■ **Problem to solve**
List each bracketed character class in the pattern quoted at the end of the passage on regular expressions, in order and including repeats.

■ **Source passage**
Regular expressions are ubiquitous in NLP, not to mention many miscellaneous text-processing tasks. People use regular expressions as a quick solution to matching and parsing. People build entire complex extraction systems with regular expressions. Some people get themselves into serious trouble by trying to apply them beyond their natural limits.

Once upon a time, regular expressions were, well, regular. They came from finite automata theory, and you could turn any expression into a ‘machine’ that could apply it in a predictable amount of space and time. However, programmers being programmers, regular expressions did not remain regular for long. You can read the historical details on Wikipedia. Once your regular expressions are not so regular, it’s not so easy to ensure that you can apply them in bounded time and space.

Sadly, the regular expression classes that come with Java suffer from this problem. A bit of lucky dipping on stackoverflow.com yielded:

“^[A-Za-z0-9]\.?([A-Za-z0-9_-]+\.?)*[A-Za-z0-9]\.[A-Za-z]{2,6}”

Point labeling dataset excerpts
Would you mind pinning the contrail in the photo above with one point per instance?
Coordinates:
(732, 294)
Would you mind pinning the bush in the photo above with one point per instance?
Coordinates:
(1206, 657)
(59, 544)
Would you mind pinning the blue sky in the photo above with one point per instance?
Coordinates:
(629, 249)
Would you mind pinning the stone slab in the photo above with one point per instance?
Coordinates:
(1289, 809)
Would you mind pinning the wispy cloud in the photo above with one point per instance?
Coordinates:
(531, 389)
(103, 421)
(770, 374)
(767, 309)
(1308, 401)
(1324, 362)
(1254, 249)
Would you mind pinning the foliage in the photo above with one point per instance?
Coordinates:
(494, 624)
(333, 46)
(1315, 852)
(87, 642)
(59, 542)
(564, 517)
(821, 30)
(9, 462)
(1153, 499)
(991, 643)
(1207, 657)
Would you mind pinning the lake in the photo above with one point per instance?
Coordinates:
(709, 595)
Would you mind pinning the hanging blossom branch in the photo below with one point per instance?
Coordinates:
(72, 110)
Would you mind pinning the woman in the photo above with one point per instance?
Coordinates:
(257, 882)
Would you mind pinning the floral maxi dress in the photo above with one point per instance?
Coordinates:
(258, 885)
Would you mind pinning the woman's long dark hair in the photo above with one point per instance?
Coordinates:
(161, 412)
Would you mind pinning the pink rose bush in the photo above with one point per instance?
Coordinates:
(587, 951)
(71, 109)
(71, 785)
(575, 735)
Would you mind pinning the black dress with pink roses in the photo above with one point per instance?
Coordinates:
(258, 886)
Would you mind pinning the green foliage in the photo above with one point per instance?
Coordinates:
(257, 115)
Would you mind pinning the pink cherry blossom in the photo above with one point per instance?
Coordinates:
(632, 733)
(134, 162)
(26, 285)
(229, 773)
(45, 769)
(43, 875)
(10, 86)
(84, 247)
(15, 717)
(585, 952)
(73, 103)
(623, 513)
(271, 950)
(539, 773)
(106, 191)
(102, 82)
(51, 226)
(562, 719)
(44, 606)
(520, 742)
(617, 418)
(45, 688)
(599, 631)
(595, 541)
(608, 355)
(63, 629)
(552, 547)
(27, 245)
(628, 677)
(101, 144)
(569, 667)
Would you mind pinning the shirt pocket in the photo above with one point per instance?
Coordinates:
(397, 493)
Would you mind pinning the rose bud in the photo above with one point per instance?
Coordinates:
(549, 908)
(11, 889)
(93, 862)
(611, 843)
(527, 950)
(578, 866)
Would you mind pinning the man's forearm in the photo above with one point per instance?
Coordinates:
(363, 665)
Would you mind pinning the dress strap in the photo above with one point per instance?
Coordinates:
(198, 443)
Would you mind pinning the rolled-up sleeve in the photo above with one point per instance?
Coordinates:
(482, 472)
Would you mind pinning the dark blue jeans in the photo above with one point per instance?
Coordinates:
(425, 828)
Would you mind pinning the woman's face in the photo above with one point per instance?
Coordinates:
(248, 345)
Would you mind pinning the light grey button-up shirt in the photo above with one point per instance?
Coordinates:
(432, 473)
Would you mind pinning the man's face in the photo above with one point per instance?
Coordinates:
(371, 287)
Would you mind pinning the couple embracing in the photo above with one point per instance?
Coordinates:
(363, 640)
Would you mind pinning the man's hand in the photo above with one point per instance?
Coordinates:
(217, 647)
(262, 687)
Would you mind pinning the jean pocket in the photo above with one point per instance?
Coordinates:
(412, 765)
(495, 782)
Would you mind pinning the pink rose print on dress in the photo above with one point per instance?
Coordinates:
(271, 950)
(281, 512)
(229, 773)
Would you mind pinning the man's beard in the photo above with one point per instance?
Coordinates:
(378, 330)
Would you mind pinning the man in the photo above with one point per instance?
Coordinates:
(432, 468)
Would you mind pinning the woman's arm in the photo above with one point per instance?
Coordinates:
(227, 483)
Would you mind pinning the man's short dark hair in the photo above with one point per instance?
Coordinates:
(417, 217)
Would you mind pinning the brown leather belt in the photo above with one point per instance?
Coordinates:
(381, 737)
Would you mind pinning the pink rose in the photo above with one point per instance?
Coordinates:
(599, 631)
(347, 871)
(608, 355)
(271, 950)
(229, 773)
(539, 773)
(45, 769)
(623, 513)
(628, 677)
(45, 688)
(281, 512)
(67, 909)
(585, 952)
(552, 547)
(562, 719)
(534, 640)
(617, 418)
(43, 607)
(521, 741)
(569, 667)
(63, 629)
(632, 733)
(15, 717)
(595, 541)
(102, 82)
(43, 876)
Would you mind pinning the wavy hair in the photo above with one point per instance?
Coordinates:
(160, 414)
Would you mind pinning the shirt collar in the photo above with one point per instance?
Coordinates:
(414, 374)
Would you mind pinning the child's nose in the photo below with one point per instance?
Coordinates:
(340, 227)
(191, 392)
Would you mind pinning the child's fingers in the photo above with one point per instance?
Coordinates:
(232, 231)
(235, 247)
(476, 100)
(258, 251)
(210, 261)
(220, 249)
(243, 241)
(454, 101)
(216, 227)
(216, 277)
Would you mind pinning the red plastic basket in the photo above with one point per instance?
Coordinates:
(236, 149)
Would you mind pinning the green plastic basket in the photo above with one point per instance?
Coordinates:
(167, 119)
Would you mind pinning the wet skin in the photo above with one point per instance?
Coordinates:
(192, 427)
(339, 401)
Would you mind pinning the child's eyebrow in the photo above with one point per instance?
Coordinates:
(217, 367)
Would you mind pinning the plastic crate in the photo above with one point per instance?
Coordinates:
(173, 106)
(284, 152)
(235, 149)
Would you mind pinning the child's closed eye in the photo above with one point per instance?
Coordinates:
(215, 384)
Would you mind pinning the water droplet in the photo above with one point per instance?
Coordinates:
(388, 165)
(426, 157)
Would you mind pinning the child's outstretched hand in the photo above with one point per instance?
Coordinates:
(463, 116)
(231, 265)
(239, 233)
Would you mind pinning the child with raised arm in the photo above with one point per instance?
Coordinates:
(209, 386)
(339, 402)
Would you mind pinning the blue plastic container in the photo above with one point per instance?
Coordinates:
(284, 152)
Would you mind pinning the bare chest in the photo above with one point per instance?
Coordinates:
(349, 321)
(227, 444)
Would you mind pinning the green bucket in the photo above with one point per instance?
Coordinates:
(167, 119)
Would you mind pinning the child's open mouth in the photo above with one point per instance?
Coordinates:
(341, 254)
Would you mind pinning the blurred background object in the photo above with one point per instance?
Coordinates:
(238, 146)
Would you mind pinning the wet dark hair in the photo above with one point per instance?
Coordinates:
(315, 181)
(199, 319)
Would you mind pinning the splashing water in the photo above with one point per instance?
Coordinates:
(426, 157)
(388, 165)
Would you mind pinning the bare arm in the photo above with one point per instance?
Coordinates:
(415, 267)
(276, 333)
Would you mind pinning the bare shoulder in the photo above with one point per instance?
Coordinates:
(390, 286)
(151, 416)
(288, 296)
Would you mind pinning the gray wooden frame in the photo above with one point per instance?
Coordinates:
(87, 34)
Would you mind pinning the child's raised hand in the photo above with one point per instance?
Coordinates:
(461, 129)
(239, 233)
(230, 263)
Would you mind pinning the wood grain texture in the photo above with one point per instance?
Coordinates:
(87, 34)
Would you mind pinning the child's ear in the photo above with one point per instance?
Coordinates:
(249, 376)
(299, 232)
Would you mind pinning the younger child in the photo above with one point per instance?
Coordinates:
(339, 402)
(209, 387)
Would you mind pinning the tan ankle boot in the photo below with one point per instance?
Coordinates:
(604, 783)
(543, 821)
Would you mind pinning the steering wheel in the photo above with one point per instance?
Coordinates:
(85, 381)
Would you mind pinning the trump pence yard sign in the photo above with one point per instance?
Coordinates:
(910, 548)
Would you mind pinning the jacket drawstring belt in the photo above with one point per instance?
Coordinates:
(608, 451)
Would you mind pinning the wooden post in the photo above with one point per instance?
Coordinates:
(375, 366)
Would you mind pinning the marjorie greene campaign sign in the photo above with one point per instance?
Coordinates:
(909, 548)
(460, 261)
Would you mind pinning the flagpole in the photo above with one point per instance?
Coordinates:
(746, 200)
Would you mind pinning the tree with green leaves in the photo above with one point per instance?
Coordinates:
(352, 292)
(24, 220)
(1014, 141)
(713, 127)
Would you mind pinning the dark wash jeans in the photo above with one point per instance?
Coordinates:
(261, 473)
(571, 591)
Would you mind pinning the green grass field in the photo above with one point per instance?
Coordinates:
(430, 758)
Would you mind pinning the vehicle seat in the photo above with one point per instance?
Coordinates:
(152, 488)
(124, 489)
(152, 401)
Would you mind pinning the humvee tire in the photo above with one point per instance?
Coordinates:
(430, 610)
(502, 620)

■ **Worked solution**
[A-Za-z0-9], [A-Za-z0-9_-], [A-Za-z0-9], [A-Za-z]